DOCUMENT SEGMENT
<<<<

Finally, a return to live Fringe theatre! A return to glorious distraction, thought provoking art and much needed entertainment. As I walked through the quaint corridor of Sweet Old Steine, it struck me that the first show I’d chosen to watch since 2019 was named ‘Social Distancing’ – so much for escapism. But how joyfully wrong I was.
Tommy Papaioannou’s writing is beautiful, a delightful mix of delicate emotion and subtle humour, so wonderfully weird, poetic and verbose I was reminded of reading the words of Salman Rushdie. The main dialogue was expertly dispersed by Larisa Munoz Meija’s equally engaging Orwellian voiceover, oozing perky dystopian doom in that irritating way that devices do. Direction by Sara Svati is meticulous, movements decisive, clear, and strangely constant. I came to realise I’d never seen a one person show with such an amount of concise, deliberate movement, and it really works. Although minimal, moments of slow-motion movement during voiceovers distracted from this and seemed to lack consistency.
Papaioannou is a pleasure to watch as ‘X’, stacking memory filled boxes only to manoeuvre himself delicately around them, whilst simultaneously reciting an intricate monologue with flawless delivery. Despite such an absurdist concept, ‘X’ remained believable and very human and Papaioannou remained dutifully in character when dealing with fan-assisted flyaway paper props. The continual building and patient destruction of cardboard towers was strangely mesmerising, and I found the performance, especially when coupled with the blacked-out studio and tingly ASMR voiceover, to be a strangely meditative experience, a vibe even supported by Papaioannou’s costume of pastels and cloud socks.

>>>>

DESCRIPTION OF THE TASK
List every person named in the theatre review above.

RECORDED DATA
<<<<

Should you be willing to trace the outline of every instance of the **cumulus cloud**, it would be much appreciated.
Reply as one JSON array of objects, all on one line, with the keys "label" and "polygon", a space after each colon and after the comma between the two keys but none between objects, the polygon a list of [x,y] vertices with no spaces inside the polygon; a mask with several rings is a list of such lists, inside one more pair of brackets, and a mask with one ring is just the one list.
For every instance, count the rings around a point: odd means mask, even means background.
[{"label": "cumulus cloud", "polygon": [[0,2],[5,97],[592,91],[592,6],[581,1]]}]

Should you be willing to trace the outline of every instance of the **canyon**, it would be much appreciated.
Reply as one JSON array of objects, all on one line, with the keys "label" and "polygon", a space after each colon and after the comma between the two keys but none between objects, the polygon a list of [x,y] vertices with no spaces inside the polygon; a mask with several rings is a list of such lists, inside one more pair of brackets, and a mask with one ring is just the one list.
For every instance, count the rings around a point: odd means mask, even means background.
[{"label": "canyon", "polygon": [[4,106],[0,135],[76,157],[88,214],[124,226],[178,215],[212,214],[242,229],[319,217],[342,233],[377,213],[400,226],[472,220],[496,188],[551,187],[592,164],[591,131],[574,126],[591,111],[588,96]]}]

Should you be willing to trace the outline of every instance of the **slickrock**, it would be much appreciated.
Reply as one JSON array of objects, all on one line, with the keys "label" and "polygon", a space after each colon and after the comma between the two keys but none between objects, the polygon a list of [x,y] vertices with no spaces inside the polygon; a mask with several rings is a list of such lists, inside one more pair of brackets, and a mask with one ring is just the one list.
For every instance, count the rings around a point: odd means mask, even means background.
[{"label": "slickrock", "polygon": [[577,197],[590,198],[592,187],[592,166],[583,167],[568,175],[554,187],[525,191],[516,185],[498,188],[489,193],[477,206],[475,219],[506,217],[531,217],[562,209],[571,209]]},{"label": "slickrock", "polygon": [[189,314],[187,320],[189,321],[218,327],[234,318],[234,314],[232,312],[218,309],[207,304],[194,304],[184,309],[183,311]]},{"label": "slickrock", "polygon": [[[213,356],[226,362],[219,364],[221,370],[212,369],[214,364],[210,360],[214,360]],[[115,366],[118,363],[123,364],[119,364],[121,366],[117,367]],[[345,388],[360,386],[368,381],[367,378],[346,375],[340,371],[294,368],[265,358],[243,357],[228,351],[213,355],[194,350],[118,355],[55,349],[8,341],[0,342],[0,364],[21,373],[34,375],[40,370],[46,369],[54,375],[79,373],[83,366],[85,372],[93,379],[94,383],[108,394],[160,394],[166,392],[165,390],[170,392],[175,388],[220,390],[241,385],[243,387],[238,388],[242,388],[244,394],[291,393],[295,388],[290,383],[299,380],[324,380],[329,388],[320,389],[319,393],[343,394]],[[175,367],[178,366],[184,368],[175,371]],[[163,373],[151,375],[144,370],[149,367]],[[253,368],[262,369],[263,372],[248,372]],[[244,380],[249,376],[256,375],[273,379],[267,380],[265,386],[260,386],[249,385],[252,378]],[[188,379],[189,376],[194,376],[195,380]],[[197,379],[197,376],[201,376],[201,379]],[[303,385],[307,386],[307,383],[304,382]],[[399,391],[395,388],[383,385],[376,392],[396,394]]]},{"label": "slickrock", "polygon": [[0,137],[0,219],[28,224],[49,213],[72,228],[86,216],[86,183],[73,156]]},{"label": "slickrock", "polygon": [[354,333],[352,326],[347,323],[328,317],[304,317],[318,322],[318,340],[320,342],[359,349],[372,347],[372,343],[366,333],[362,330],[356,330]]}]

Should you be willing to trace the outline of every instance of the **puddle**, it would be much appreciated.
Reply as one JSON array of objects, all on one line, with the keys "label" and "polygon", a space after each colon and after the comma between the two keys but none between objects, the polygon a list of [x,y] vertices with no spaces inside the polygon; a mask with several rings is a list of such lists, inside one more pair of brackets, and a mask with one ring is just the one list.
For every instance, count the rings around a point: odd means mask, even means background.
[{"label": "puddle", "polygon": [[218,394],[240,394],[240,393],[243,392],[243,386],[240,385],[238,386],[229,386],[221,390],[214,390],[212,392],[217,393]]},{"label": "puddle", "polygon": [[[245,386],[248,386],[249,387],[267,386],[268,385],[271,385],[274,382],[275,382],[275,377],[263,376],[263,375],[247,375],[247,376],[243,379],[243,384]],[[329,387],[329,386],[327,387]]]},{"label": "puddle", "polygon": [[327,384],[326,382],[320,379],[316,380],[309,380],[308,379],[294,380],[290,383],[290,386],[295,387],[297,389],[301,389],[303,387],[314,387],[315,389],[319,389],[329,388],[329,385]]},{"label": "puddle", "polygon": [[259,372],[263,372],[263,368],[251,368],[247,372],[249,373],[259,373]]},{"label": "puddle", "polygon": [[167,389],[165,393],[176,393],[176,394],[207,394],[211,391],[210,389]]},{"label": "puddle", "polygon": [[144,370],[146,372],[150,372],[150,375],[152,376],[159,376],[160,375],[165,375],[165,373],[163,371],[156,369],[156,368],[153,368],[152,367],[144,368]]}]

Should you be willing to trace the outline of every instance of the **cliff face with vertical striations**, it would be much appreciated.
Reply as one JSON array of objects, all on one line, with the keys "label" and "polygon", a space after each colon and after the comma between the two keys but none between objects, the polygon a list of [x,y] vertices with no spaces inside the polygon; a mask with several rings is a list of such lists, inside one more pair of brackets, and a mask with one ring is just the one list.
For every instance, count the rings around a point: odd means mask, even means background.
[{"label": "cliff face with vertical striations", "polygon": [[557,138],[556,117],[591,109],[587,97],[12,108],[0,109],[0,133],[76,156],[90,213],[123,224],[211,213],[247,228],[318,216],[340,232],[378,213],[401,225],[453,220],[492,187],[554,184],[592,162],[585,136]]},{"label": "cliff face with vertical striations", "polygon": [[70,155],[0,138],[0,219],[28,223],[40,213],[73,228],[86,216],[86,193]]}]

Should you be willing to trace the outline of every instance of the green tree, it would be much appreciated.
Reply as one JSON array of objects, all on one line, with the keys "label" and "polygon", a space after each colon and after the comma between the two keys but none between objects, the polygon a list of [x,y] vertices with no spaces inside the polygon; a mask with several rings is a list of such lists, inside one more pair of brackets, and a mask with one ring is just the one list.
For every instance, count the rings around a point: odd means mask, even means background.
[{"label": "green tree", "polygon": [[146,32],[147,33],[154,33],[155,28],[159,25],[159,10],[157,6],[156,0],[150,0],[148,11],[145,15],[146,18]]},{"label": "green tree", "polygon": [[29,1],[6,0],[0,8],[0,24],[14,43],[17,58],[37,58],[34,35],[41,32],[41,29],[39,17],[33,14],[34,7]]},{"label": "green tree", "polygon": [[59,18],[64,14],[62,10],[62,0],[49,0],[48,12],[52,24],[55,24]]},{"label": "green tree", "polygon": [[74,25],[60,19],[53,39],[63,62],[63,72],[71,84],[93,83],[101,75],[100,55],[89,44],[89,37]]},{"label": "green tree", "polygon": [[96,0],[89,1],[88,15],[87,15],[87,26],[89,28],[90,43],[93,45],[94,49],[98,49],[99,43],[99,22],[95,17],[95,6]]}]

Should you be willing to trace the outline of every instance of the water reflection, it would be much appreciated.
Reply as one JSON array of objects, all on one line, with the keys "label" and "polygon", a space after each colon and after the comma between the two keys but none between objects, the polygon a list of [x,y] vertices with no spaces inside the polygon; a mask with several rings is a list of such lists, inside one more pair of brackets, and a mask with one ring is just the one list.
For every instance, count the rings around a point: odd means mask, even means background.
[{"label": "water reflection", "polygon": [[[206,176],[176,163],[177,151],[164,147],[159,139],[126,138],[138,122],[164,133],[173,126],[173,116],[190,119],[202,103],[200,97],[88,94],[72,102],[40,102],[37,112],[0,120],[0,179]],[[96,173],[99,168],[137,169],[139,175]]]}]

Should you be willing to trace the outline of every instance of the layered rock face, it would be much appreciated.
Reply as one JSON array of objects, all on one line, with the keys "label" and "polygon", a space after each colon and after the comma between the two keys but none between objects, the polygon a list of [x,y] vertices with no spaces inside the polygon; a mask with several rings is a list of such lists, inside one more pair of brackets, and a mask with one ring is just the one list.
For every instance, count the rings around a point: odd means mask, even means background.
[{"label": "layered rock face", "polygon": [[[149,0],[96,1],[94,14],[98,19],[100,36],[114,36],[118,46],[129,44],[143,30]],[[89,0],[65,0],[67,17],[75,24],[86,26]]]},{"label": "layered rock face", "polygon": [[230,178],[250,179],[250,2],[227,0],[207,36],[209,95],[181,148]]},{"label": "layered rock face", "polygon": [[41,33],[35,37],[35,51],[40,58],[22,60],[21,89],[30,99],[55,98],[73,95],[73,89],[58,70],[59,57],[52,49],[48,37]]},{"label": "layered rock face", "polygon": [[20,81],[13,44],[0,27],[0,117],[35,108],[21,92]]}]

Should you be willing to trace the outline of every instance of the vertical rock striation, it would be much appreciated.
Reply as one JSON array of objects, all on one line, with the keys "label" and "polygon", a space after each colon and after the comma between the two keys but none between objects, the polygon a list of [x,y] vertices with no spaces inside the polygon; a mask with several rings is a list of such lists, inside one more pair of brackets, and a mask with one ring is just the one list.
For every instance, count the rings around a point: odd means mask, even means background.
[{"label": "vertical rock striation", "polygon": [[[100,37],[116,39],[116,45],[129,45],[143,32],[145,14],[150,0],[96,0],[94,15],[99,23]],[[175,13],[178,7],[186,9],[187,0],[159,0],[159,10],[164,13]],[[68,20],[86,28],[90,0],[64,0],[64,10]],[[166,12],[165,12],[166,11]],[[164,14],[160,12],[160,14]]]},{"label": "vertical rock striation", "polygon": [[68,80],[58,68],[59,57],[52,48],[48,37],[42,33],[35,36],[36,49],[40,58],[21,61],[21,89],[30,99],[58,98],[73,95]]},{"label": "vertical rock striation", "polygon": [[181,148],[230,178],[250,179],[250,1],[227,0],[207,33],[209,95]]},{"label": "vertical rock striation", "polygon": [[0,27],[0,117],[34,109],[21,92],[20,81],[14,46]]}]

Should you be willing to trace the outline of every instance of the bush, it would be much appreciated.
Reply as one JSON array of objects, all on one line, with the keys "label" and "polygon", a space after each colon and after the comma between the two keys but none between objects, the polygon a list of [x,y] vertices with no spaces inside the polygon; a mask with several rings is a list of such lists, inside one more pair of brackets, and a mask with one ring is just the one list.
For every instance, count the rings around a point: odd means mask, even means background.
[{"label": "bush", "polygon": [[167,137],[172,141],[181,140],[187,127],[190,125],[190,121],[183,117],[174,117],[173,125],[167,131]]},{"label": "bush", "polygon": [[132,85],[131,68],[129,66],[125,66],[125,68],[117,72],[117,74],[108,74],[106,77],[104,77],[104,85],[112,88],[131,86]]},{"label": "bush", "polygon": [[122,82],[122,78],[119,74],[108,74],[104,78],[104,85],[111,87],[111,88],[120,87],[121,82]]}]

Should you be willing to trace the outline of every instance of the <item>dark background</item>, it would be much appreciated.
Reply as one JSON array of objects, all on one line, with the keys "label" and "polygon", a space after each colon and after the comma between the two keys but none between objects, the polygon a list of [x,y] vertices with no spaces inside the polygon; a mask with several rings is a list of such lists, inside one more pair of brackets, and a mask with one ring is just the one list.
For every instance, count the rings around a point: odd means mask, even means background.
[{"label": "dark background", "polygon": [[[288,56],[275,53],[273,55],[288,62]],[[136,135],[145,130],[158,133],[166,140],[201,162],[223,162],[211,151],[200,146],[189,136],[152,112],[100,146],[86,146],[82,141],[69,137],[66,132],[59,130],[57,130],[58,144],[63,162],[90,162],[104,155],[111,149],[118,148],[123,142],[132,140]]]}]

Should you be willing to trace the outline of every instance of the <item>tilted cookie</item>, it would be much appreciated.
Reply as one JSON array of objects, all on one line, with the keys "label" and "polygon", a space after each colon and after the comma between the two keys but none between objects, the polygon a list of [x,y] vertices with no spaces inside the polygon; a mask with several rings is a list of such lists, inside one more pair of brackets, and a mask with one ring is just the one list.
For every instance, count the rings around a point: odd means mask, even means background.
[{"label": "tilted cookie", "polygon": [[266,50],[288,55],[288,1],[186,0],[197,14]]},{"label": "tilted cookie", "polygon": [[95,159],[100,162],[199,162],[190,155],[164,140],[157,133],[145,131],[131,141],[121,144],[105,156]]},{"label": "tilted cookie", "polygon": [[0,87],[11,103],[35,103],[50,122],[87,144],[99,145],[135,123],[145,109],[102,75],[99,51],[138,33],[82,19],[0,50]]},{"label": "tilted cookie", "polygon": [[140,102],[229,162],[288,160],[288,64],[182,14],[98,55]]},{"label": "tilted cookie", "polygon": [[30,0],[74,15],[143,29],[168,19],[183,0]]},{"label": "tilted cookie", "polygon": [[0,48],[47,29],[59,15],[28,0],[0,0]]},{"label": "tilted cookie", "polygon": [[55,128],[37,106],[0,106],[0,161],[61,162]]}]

>>>>

OUTPUT OF THE TASK
Tommy Papaioannou, Salman Rushdie, Larisa Munoz Meija, Sara Svati